## Raw data
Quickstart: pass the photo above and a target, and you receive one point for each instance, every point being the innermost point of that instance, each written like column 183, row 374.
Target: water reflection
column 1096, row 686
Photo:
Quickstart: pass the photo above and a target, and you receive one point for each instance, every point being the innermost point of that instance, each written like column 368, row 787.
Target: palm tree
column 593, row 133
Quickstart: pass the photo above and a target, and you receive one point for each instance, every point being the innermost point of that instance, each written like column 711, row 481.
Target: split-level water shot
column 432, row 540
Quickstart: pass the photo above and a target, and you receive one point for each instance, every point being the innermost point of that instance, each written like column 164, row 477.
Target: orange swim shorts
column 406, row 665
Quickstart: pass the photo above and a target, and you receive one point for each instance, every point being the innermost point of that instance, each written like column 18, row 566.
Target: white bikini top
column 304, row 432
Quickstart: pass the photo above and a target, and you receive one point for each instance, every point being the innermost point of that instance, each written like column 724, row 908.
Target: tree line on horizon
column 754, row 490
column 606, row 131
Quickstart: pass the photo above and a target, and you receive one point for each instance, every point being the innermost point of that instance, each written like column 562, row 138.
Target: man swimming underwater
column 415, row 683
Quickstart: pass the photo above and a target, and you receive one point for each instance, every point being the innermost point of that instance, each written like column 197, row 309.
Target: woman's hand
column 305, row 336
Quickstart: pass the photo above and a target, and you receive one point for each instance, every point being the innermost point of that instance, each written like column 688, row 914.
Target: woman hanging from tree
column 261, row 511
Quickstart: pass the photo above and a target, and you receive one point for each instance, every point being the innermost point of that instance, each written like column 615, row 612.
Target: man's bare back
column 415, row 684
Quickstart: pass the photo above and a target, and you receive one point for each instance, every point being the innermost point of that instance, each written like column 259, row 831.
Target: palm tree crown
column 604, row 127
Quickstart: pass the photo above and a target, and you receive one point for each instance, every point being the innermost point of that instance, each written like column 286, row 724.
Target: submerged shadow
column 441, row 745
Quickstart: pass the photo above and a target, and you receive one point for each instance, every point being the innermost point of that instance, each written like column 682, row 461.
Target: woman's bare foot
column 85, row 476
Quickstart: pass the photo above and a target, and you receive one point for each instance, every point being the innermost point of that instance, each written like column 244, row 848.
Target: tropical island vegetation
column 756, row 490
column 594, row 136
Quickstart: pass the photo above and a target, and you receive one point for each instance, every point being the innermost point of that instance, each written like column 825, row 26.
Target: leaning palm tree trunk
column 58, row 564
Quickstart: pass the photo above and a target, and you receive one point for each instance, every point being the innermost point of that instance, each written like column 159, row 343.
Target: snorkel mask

## Short problem
Rewrite the material from its beginning through the line containing "column 593, row 133", substituting "coconut palm" for "palm tree" and leaving everything else unchanged.

## Correct response
Quickstart: pass the photo above and a target, and you receive one point for each instance, every point being the innermost point of that instance, each written like column 183, row 374.
Target: water reflection
column 1096, row 686
Photo:
Quickstart: pass the photo above and a target, and you receive one point for each instance, every point being the innermost point of that instance, each written like column 368, row 787.
Target: coconut palm
column 593, row 133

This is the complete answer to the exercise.